_WHAT YOU HAVE TO DO_
In the records below, take the line containing "Target: blue flower with five petals" and reproduce it and every subsequent line exactly, adding nothing.

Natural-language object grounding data
________

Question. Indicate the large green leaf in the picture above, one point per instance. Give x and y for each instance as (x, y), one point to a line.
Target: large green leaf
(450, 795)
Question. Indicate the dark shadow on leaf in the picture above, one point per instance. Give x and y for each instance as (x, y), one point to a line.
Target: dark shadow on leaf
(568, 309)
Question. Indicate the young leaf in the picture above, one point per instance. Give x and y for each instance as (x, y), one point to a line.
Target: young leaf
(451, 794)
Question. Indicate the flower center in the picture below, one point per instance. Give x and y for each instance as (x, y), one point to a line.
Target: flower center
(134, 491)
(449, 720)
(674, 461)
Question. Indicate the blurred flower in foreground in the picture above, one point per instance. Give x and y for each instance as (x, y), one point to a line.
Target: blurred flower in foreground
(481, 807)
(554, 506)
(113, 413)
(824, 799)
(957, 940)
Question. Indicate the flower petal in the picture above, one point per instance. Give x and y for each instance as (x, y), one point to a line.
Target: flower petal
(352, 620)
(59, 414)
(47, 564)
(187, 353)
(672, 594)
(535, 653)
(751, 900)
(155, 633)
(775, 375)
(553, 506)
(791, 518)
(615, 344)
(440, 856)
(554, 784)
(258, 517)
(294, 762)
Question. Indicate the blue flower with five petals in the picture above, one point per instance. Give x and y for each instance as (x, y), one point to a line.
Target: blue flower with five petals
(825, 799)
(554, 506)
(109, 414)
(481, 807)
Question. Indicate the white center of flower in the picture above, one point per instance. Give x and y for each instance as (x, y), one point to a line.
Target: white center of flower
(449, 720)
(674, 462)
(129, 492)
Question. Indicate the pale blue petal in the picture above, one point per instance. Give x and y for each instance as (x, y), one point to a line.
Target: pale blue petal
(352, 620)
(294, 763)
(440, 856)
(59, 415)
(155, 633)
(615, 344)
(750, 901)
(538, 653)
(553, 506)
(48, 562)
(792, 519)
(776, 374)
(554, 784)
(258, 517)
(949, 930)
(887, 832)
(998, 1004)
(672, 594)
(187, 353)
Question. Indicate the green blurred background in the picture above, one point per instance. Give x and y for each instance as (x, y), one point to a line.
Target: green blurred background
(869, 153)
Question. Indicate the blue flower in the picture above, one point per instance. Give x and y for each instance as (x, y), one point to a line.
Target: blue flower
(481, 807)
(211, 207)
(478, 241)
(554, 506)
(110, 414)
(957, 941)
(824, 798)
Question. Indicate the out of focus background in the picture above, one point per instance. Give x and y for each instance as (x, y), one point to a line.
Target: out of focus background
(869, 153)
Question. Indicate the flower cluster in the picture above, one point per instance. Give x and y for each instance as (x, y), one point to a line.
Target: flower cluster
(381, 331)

________

_ANSWER BOX_
Target: blue flower with five petals
(825, 799)
(554, 506)
(109, 414)
(481, 807)
Question. Indicate the white center of flower in the picture above, one point per instance. Give x and y for each instance as (x, y), one point to a line.
Target: white center of flower
(449, 720)
(674, 462)
(129, 492)
Question. Indicate the pale blue petal in the picture above, one point per instance. Give x and y for each instance as (x, y), one point to a line.
Target: pale blue petal
(352, 620)
(294, 763)
(440, 856)
(59, 415)
(155, 633)
(615, 344)
(750, 901)
(538, 653)
(553, 506)
(48, 562)
(792, 519)
(776, 374)
(554, 784)
(258, 517)
(949, 930)
(887, 832)
(998, 1004)
(672, 594)
(187, 353)
Question. Indicate the green blurred background in the picture above, one point per instance. Give x and y for each instance as (x, y), one point to a line.
Target: green blurred background
(869, 153)
Question. Indicate the blue flower in the picture above, one point per instance. Give x and y for each instance as (x, y), one point to a line.
Target: blue flower
(481, 807)
(211, 207)
(478, 241)
(554, 506)
(110, 414)
(957, 941)
(824, 798)
Question. Indicate the out of focus background in the picture above, one point per instance. Give x and y for each instance as (x, y), one point to a line.
Target: out of focus background
(869, 153)
Question. Indicate the flower cluster in the picture above, one point per instance. Give x and y for each instance as (x, y), one point to a line.
Target: flower cluster
(381, 331)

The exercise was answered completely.